■ **Travail demandé**
Actualisez le passage sur la route de la soie en le reproduisant entre « La route de la soie a » et « de la Chine. » inclus, avec « échanges commerciaux » remplacé partout par « flux marchands ».

■ **Extrait du document**
====
L’économie mondiale bascule progressivement vers l’Orient. Les « barbares » et ceux qu’on a longtemps considérés comme étrangers à la rationalité et à la science sont en train de prendre le pouvoir.
La route de la soie a relié pendant des siècles les grandes provinces chinoises à l’Europe en passant par Antioche, au Moyen-Orient. C’était l’une des premières manifestations de la mondialisation qui permettait à la Chine d’exporter la soie, dont elle avait jalousement gardé le secret de fabrication pendant des siècles. Plus tard, ces échanges commerciaux ne se sont pas limités à la soie mais ont été l’occasion pour la Chine, du temps de sa splendeur, d’exporter d’autres produits. Cette route a été progressivement abandonnée avec le déclin de la Chine et la découverte du secret de la fabrication de son tissu phare par d’autres pays. Aujourd’hui, on assiste à une renaissance de la route de la soie et des échanges commerciaux avec la montée en puissance de la Chine.
====
■ **Extrait de données**
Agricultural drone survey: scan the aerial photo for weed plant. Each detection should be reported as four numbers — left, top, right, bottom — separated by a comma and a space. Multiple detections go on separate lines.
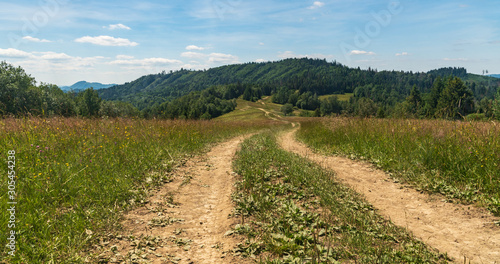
298, 118, 500, 216
0, 118, 269, 263
231, 133, 447, 263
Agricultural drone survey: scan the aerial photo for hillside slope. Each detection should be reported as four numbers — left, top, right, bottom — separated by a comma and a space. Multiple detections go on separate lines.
99, 58, 499, 109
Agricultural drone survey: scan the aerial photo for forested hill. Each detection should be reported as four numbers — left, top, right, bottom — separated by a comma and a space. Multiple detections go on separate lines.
98, 58, 498, 109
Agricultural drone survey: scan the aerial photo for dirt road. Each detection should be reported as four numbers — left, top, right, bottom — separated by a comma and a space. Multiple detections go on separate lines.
279, 129, 500, 263
98, 137, 247, 263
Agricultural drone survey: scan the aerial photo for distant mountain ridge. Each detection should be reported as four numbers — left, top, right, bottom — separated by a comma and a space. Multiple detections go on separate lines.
97, 58, 500, 110
59, 81, 116, 91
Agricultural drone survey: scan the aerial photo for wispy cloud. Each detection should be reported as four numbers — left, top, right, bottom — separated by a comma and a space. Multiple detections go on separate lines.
104, 24, 131, 30
208, 53, 239, 64
278, 50, 334, 59
34, 51, 73, 60
181, 51, 207, 59
23, 36, 52, 43
443, 58, 468, 61
307, 1, 325, 9
109, 58, 182, 66
186, 45, 205, 50
350, 50, 376, 55
75, 36, 139, 47
116, 55, 134, 60
0, 48, 32, 58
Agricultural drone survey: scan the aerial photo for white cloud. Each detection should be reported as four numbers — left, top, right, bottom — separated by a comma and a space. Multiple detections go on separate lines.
104, 24, 131, 30
350, 50, 375, 55
181, 51, 207, 59
75, 36, 139, 47
23, 36, 52, 43
278, 51, 334, 59
208, 53, 239, 64
278, 50, 306, 59
116, 55, 134, 60
109, 58, 182, 66
186, 45, 205, 50
35, 51, 74, 60
0, 48, 32, 58
443, 58, 468, 61
307, 1, 325, 9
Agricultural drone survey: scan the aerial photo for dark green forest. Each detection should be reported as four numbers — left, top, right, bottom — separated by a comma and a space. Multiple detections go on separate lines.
0, 58, 500, 119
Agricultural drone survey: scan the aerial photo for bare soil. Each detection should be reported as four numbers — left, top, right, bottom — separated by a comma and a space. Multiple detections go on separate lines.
279, 129, 500, 263
94, 137, 250, 263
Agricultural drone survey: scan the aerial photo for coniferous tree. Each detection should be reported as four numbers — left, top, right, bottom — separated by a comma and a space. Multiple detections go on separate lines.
437, 77, 473, 119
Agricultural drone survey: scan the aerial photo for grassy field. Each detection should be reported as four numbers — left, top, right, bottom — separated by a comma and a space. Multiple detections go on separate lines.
298, 118, 500, 215
0, 118, 273, 263
319, 93, 354, 102
216, 96, 281, 122
229, 133, 447, 263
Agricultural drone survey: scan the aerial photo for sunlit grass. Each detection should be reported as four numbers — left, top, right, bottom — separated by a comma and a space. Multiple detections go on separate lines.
0, 118, 270, 263
319, 93, 354, 102
298, 118, 500, 215
234, 133, 447, 263
216, 97, 281, 122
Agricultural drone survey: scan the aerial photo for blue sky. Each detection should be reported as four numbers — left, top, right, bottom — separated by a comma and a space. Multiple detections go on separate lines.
0, 0, 500, 85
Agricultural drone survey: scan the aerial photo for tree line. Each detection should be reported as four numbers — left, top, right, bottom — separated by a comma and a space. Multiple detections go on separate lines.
0, 62, 140, 117
0, 59, 500, 119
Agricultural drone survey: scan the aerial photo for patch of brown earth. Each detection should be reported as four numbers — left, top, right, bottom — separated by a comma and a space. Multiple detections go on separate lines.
94, 137, 250, 263
279, 129, 500, 263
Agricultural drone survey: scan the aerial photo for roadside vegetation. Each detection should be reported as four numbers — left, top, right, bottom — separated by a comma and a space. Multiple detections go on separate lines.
231, 132, 447, 263
0, 118, 272, 263
297, 118, 500, 216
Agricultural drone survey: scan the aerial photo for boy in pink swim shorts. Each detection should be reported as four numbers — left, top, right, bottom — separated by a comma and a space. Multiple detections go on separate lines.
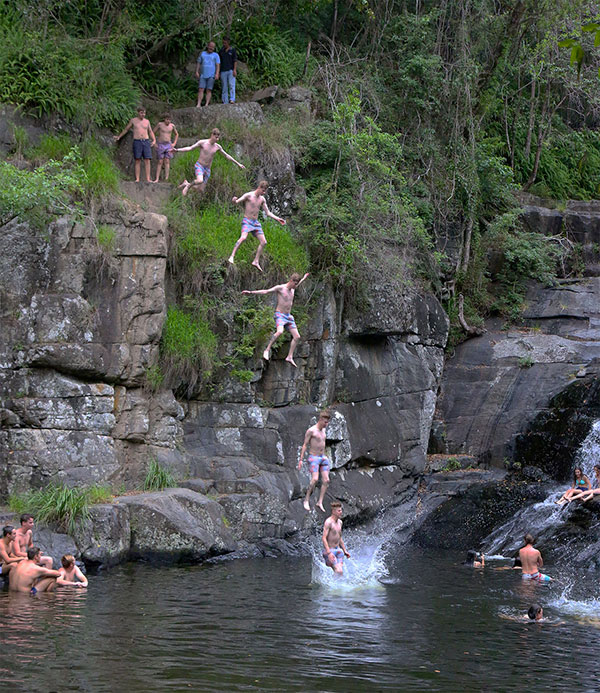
298, 409, 331, 512
229, 180, 285, 272
154, 113, 179, 183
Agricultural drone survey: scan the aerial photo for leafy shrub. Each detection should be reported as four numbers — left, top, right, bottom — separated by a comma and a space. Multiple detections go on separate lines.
8, 484, 111, 534
144, 458, 177, 491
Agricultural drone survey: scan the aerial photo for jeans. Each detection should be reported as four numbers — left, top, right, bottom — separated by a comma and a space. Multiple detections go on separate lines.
221, 70, 235, 103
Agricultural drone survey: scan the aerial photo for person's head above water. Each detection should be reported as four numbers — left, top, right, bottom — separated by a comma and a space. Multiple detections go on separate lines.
527, 604, 544, 621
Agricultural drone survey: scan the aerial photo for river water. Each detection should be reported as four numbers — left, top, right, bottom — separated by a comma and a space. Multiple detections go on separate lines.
0, 532, 600, 693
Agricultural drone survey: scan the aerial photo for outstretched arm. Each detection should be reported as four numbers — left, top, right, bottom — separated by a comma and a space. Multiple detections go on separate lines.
114, 118, 133, 142
298, 428, 312, 469
218, 145, 246, 168
174, 140, 204, 152
242, 284, 285, 295
261, 197, 285, 226
231, 192, 251, 205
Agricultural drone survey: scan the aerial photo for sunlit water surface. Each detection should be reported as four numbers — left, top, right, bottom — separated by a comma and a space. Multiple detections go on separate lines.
0, 544, 600, 693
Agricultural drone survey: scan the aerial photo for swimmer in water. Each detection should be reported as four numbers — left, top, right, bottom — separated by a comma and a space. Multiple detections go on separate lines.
463, 549, 485, 568
519, 534, 552, 582
323, 501, 350, 575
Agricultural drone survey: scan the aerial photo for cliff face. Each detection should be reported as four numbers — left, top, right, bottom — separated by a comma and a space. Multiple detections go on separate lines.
0, 104, 448, 560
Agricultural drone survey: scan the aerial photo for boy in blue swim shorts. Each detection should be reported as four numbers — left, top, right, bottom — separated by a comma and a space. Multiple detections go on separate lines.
229, 180, 285, 272
298, 409, 331, 512
241, 270, 308, 368
323, 501, 350, 575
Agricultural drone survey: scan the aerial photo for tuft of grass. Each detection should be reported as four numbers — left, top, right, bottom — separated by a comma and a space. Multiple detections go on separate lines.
144, 458, 177, 491
8, 484, 112, 535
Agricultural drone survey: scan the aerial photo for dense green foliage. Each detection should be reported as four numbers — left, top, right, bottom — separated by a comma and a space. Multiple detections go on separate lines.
9, 484, 112, 535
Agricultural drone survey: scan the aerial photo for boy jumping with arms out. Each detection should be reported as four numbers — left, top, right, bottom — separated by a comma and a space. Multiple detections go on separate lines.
242, 272, 308, 368
298, 409, 331, 512
173, 128, 246, 197
154, 113, 179, 183
229, 180, 285, 272
323, 501, 350, 575
114, 106, 156, 183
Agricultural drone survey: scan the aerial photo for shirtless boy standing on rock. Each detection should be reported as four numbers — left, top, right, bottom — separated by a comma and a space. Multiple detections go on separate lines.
9, 546, 60, 594
519, 534, 552, 582
298, 409, 333, 512
323, 501, 350, 575
229, 180, 285, 272
173, 128, 246, 197
114, 106, 156, 183
242, 272, 308, 368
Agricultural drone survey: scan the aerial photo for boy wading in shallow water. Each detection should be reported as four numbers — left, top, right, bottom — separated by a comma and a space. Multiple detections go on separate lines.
114, 106, 156, 183
173, 128, 246, 196
242, 272, 308, 368
229, 180, 285, 272
298, 409, 333, 512
154, 113, 179, 183
323, 501, 350, 575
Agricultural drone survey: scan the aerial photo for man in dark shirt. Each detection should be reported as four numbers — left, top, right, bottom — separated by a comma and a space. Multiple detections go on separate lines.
219, 36, 237, 103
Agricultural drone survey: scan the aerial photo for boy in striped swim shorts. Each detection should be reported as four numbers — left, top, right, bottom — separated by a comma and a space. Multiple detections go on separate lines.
241, 270, 308, 368
298, 409, 331, 512
229, 180, 285, 272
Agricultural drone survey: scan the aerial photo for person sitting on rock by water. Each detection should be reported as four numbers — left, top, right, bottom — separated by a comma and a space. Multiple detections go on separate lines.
154, 113, 179, 183
298, 409, 331, 512
0, 525, 25, 577
519, 534, 552, 582
229, 180, 285, 272
13, 513, 52, 568
173, 128, 246, 197
8, 546, 60, 594
323, 501, 350, 575
556, 467, 592, 505
56, 554, 88, 588
569, 464, 600, 503
242, 272, 308, 368
114, 106, 156, 183
464, 549, 485, 568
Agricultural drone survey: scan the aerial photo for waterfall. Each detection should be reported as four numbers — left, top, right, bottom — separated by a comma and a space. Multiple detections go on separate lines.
482, 421, 600, 556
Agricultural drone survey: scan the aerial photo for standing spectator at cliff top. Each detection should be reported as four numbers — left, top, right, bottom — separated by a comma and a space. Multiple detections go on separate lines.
196, 41, 221, 108
219, 36, 237, 103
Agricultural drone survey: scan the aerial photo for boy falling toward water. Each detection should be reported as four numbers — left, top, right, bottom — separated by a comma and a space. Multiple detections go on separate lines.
229, 180, 285, 272
154, 113, 179, 183
242, 272, 308, 368
298, 409, 331, 512
323, 501, 350, 575
114, 106, 156, 183
173, 128, 246, 196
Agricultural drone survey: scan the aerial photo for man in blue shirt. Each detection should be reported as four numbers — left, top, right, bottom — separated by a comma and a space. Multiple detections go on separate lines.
219, 36, 237, 103
196, 41, 221, 108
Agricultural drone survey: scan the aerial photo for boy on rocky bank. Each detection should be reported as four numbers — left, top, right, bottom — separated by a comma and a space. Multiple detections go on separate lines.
298, 409, 331, 512
242, 272, 308, 368
229, 180, 285, 272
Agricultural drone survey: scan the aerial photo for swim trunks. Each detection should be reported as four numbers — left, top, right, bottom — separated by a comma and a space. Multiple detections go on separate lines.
133, 140, 152, 159
323, 547, 344, 565
156, 142, 173, 159
242, 217, 264, 238
275, 310, 298, 330
523, 572, 552, 582
308, 455, 329, 474
194, 161, 210, 183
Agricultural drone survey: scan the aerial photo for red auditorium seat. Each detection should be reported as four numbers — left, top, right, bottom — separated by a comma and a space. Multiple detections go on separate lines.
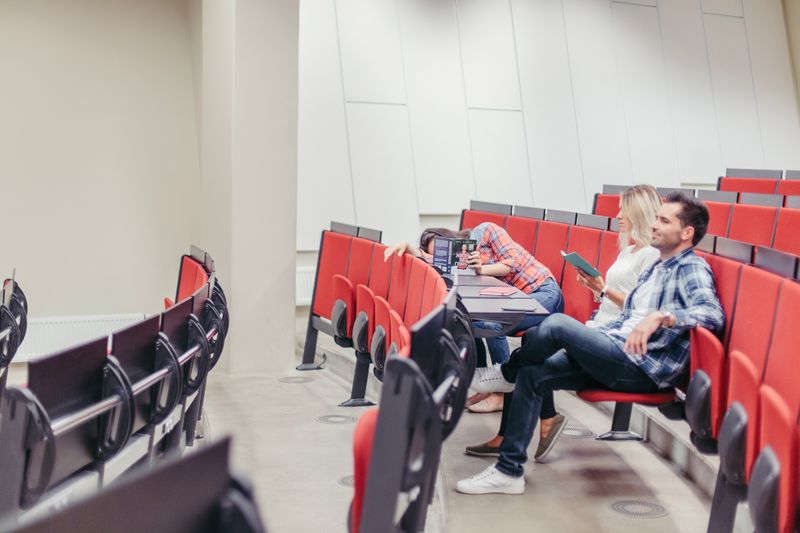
592, 194, 619, 218
403, 259, 431, 328
705, 201, 733, 237
772, 208, 800, 255
758, 281, 800, 533
506, 216, 539, 253
461, 209, 506, 229
350, 408, 378, 533
534, 221, 571, 285
312, 231, 353, 319
331, 238, 375, 339
726, 265, 783, 478
386, 254, 415, 318
164, 255, 208, 309
717, 177, 778, 194
777, 180, 800, 196
561, 226, 603, 322
727, 204, 778, 246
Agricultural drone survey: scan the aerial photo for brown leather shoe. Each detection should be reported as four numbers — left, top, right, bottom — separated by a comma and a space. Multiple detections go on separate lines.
464, 442, 500, 457
533, 415, 567, 462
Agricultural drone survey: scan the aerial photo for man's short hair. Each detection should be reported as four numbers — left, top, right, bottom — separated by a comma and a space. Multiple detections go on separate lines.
664, 191, 709, 246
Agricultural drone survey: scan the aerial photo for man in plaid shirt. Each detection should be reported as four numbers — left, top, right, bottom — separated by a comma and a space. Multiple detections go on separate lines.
456, 193, 725, 494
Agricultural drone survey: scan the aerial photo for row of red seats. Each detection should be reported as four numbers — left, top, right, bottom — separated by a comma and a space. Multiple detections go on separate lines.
686, 239, 800, 532
298, 223, 447, 406
461, 202, 675, 440
594, 190, 800, 255
717, 168, 800, 196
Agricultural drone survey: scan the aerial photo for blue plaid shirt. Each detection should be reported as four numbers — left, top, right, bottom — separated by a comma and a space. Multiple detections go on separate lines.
598, 248, 725, 388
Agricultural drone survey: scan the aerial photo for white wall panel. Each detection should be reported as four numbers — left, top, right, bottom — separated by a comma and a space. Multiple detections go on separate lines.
744, 0, 800, 168
613, 2, 680, 186
398, 0, 476, 214
457, 0, 520, 109
612, 0, 658, 7
658, 0, 724, 179
347, 104, 419, 243
703, 0, 744, 17
335, 0, 406, 103
297, 0, 355, 250
468, 109, 533, 205
511, 0, 591, 212
704, 15, 764, 168
563, 0, 631, 202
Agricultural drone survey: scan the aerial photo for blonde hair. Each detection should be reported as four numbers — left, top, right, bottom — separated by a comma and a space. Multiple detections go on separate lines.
619, 185, 661, 250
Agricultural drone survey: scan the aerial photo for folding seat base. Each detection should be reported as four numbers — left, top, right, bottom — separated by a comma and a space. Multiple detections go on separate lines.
595, 402, 642, 441
339, 352, 375, 407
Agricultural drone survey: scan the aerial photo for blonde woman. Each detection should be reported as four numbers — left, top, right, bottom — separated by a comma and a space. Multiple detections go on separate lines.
466, 185, 661, 461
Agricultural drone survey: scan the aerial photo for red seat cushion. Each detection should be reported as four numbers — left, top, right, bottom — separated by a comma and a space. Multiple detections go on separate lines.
689, 328, 728, 439
403, 259, 429, 327
350, 408, 378, 533
578, 389, 675, 405
719, 178, 778, 194
594, 194, 619, 218
312, 231, 353, 318
175, 255, 208, 302
461, 209, 506, 229
728, 204, 778, 246
704, 202, 733, 237
772, 208, 800, 255
778, 180, 800, 196
534, 221, 570, 285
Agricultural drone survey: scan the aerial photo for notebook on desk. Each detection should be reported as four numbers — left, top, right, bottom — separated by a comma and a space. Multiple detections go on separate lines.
479, 287, 517, 296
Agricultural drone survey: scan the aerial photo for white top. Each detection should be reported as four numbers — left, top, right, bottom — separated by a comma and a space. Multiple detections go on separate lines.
586, 245, 659, 328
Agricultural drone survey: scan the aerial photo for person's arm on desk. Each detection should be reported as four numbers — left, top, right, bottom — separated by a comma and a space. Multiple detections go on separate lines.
469, 252, 511, 278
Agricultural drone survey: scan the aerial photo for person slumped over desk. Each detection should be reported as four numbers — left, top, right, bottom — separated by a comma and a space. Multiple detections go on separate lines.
456, 193, 725, 494
384, 222, 564, 437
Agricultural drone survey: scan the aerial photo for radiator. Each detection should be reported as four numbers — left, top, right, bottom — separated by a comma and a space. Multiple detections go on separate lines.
14, 313, 146, 363
294, 267, 317, 306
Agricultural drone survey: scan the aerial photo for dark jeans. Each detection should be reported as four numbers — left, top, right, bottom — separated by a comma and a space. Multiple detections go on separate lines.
497, 314, 658, 476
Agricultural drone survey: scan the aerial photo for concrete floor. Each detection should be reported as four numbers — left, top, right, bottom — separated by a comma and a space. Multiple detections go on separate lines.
206, 362, 709, 533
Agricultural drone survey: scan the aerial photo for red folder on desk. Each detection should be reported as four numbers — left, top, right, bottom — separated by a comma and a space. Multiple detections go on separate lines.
480, 287, 517, 296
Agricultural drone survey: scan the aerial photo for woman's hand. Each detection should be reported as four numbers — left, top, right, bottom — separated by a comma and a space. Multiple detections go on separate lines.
468, 251, 483, 274
578, 270, 606, 296
383, 242, 420, 261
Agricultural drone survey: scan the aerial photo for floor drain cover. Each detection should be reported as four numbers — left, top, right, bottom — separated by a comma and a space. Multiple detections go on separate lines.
278, 376, 314, 383
317, 415, 356, 424
611, 500, 668, 518
561, 428, 594, 439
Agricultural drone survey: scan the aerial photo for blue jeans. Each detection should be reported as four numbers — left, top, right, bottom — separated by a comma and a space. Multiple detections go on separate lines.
472, 278, 564, 363
497, 314, 658, 476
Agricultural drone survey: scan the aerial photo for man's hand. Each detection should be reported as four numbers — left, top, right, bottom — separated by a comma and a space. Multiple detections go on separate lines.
383, 242, 420, 261
469, 251, 481, 274
578, 270, 606, 296
623, 311, 664, 355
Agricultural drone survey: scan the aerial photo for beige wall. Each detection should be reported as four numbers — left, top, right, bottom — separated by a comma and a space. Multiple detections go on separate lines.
0, 0, 204, 316
783, 0, 800, 107
201, 0, 298, 373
====
■ **Réponse rédigée**
La route de la soie a relié pendant des siècles les grandes provinces chinoises à l’Europe en passant par Antioche, au Moyen-Orient. C’était l’une des premières manifestations de la mondialisation qui permettait à la Chine d’exporter la soie, dont elle avait jalousement gardé le secret de fabrication pendant des siècles. Plus tard, ces flux marchands ne se sont pas limités à la soie mais ont été l’occasion pour la Chine, du temps de sa splendeur, d’exporter d’autres produits. Cette route a été progressivement abandonnée avec le déclin de la Chine et la découverte du secret de la fabrication de son tissu phare par d’autres pays. Aujourd’hui, on assiste à une renaissance de la route de la soie et des flux marchands avec la montée en puissance de la Chine.